═══ Fragmento para leer ═══

Hacía mucho tiempo que yo no asistía a corridas. Me daba como pena, o asco, o remordimiento. Desde pequeño me enseñaron que eran arte, belleza absoluta. Música española especialmente alegre, mujeres adornadas como joyas, casi todas muy bellas. Alegría que salía de una buena bota rellena de vino. Muchas veces estuve en el callejón y sentí de cerca las pisadas de un toro imponente que hacía vibrar el piso. Sentí el olor penetrante de la arena húmeda. Se me salpicó la ropa con gotas de sangre del lomo del la bestia. Vi, experimenté, la adrenalina y el temblor de los toreros y sus cuadrillas. Cada toro, cada faena, era una combinación de valor y de terror.
Dejé de ir un buen tiempo. Ahora me invitaron a varias corridas, en Manizales. Fui a tres y decidí que no volvería. No quiero herir a mis amigos periodistas taurinos, ni a los que me invitaron, o a mis amigos taurófilos. Pero quiero describir lo que experimenté antes de mi conversión al catolicismo animal.
El ritual de la precorrida es impresionante. La preparación de la bota con la receta "original" del dueño. Los condumios en los que se pavonea la vanidad con la prepotencia. Científicos taurinos que con entonado acento pontifican sobre lo que viene.
La entrada a la plaza, con vuelta a los alrededores para exponer a la pareja que con yines ajustados y peinado andaluz atrae las miradas lascivas. Y en los tendidos, las miradas desparramadas para mirar a las que vinieron, con lo que vinieron y para hacerse ver. Críticas mordaces a los maquillajes, peinados y atuendos. Chismes van y vienen a través del ruedo. Amoríos secretos que se revelan después de levantar el codo cinco veces. Miradas maliciosas de parte y parte. Y sale el toro, y la esperanza de ver sangre se enseñorea de casi todos los aficionados. Deseos ocultos de presenciar una tragedia. Reminiscencias inconscientes del circo romano.
El toro, que con seguridad presiente la muerte, y que mira sin entender la euforia, se marea, se debilita, se le nublan los ojos. En su lomo siente un dolor inmenso. Lo pitones persiguen carnes, se crea una atmósfera de tragedia, la mayoría de las veces sin ocurrir. Al tercer toro ya el licor es el dueño y los gritos se aumentan, las venias se crecen, las opiniones se multiplican. Y si hay buena faena, y el torero es colombiano, llega el orgasmo que se derrama en una vuelta al ruedo llena de flores, sombreros, ponchos, gallos, collares y éxtasis.
Al terminar la jornada, buena o mala la función, la gente se desparrama para llegar al remate. Empieza la competencia de opiniones, de miradas, de vanidades. Y más licor, y más licor, y música española.
En las últimas corridas me sentí muy mal, no tanto por el toro, que al fin y al cabo me lo como en un delicioso bistec, sino por las personas que alimentan su morbo a costa de la estética y en brazos del mal gusto y la apariencia.
Se me vendrán toros bravos por lo que acabo de escribir, pero tranquilos, no habrá banderillas, ni pica, ni estoque. ¡Olé!

═══

Tu tarea
Responde estas preguntas sobre el texto de las corridas de toros:
1. ¿En qué ciudad fueron las corridas a las que hubo invitación?
2. ¿A cuántas de esas corridas se asistió?
3. ¿En qué toro ya es el licor el dueño?
Los registros no hacen falta para responder.

═══ Material aportado ═══

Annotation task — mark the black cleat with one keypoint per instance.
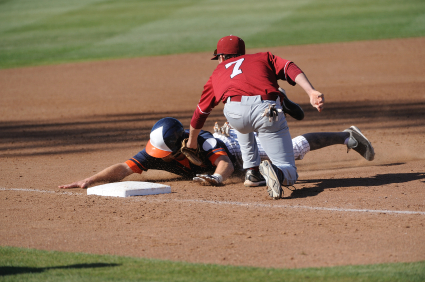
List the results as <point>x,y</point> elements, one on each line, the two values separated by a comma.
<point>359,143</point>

═══
═══ Material aportado ═══

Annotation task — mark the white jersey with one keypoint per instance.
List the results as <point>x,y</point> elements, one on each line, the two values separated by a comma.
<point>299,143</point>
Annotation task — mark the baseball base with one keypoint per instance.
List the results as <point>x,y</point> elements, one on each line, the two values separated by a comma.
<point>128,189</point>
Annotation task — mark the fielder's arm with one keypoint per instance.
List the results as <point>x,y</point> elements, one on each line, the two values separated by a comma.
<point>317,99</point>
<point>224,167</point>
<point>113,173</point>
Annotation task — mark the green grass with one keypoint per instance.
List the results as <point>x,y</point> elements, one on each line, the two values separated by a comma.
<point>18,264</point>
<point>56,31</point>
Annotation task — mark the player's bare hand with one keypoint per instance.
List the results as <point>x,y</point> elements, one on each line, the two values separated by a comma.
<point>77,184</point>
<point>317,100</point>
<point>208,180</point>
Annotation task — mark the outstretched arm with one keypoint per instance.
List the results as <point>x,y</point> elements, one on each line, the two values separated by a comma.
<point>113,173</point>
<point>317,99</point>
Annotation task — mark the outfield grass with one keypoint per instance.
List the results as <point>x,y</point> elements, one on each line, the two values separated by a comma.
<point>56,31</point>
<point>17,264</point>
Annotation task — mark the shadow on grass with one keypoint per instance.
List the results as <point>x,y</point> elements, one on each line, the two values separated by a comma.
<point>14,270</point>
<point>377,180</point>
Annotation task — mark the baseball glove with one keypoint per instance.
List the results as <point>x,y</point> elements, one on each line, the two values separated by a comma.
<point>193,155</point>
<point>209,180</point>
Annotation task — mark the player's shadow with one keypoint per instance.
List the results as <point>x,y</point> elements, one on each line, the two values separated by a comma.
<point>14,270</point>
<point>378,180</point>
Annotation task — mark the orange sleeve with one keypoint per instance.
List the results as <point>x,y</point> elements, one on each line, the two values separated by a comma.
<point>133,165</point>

═══

Resultado final
1. En Manizales.
2. A tres.
3. En el tercero.